*TEXTO FORNECIDO*:
↓↓↓

Ministério Público ajuíza ações contra fura-filas da vacina Covid

Desde que a campanha de vacinação começou, 208 denúncias de fura-fila chegaram ao conhecimento do Ministério Público de Santa Catarina (MPSC) e resultaram em quatro ações civis públicas (ACPs), três das quais já contam com decisões liminares. Estão em curso nove inquéritos civis, 44 procedimentos administrativos e 47 notícias de fato instauradas para a apuração de casos suspeitos. Também foram emitidas 16 recomendações de medidas que garantam a regularidade e a transparência da aplicação dos imunizantes, já acatadas pelas autoridades dos municípios abrangidos por 10 comarcas.

As apurações já constataram que pelo menos 58 situações suspeitas informadas ao Ministério Público não apresentavam irregularidades, o que levou ao arquivamento de 55 notícias de fato e três inquéritos civis.

↑↑↑

*TAREFAS*:
a) Reescreva o trecho da notícia sobre os fura-filas da vacina começando em "Desde que a" e indo até "três inquéritos civis.", trocando "denúncias" por "queixas".
b) Dê continuidade à notícia sobre os fura-filas da vacina a partir do ponto em que ela termina.

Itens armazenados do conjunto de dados

↓↓↓

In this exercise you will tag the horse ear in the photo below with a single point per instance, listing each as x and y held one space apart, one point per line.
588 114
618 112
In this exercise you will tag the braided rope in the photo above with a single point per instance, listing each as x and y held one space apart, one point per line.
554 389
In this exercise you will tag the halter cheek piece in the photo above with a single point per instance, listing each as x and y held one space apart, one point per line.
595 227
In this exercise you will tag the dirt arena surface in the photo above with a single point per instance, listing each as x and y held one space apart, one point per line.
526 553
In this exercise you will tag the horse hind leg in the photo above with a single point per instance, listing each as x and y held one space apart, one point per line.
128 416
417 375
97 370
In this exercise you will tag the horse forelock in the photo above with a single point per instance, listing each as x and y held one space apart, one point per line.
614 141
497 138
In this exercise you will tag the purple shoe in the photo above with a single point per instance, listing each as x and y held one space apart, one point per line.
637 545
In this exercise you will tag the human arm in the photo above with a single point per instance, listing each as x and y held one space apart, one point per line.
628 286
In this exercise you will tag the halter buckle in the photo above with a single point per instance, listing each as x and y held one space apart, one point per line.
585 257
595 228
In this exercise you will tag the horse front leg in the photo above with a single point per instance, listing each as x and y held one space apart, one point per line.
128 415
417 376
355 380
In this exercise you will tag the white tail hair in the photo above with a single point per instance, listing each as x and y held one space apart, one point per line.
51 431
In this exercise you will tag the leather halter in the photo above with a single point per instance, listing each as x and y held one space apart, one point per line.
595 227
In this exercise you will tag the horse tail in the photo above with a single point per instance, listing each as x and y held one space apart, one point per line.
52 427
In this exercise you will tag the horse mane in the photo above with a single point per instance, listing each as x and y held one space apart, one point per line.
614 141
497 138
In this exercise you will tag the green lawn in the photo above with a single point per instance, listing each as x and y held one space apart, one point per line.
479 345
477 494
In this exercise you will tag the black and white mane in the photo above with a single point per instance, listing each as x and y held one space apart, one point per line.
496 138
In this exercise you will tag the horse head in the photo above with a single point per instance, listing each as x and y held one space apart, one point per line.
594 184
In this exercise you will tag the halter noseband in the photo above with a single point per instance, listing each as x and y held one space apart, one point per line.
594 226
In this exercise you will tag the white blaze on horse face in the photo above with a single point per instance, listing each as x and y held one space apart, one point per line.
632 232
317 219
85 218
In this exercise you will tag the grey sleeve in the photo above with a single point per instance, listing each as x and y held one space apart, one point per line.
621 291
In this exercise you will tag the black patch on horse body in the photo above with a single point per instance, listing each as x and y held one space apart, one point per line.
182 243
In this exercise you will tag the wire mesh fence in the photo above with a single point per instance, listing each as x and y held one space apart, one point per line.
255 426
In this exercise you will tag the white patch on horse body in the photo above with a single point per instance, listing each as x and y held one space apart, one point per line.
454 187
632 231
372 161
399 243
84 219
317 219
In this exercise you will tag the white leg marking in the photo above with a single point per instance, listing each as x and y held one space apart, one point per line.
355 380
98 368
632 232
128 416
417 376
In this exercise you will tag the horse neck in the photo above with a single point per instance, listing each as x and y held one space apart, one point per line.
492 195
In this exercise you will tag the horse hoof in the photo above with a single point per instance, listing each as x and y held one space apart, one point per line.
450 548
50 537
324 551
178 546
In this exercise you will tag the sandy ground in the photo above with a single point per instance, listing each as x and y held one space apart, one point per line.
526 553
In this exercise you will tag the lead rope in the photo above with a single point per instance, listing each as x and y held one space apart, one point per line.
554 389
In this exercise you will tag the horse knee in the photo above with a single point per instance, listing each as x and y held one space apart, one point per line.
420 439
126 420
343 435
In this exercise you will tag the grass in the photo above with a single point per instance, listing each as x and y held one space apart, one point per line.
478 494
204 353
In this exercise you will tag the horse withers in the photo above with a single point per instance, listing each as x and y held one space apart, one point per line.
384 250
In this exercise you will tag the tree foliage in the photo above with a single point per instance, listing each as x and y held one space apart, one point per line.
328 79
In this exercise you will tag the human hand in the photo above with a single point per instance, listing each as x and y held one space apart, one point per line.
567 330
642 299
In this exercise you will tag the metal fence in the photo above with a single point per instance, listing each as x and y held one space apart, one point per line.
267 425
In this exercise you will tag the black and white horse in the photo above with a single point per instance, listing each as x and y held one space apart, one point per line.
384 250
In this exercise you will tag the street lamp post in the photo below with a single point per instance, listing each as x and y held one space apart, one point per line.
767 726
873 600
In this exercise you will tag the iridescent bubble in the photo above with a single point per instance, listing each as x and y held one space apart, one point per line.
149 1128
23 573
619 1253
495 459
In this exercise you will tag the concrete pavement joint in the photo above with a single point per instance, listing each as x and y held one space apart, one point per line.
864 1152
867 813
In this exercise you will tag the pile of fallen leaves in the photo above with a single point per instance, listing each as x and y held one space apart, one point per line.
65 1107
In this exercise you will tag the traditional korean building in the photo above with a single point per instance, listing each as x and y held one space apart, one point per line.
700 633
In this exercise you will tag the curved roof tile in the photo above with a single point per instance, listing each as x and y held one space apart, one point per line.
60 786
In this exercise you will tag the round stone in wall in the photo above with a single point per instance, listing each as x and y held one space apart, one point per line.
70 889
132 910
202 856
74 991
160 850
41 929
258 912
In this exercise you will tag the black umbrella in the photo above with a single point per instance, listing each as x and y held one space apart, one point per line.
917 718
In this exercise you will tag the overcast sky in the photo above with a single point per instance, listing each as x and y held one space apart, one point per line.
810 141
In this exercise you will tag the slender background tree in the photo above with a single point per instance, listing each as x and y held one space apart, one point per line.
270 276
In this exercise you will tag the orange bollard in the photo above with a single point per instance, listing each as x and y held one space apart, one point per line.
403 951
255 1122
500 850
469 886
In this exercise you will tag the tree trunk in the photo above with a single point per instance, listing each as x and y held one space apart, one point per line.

↑↑↑

*RESPOSTAS*:
a)
Desde que a campanha de vacinação começou, 208 queixas de fura-fila chegaram ao conhecimento do Ministério Público de Santa Catarina (MPSC) e resultaram em quatro ações civis públicas (ACPs), três das quais já contam com decisões liminares. Estão em curso nove inquéritos civis, 44 procedimentos administrativos e 47 notícias de fato instauradas para a apuração de casos suspeitos. Também foram emitidas 16 recomendações de medidas que garantam a regularidade e a transparência da aplicação dos imunizantes, já acatadas pelas autoridades dos municípios abrangidos por 10 comarcas.

As apurações já constataram que pelo menos 58 situações suspeitas informadas ao Ministério Público não apresentavam irregularidades, o que levou ao arquivamento de 55 notícias de fato e três inquéritos civis.

b)
Os procedimentos administrativos e as recomendações também resultaram em medidas e soluções extrajudiciais e de articulação com as autoridades de saúde municipais visando à garantia da distribuição correta das doses e ao acompanhamento da correta aplicação da vacina conforme os planos nacional, estadual e municipais de imunização contra a Covid-19.

Em todas as comarcas houve a instauração de procedimentos administrativos preventivos, específicos para a vacina ou apensados aos procedimentos gerais que monitoram as medidas de contenção à pandemia instaurados pelas Promotorias de Justiça com atribuições na área da cidadania e direitos humanos de cada comarca.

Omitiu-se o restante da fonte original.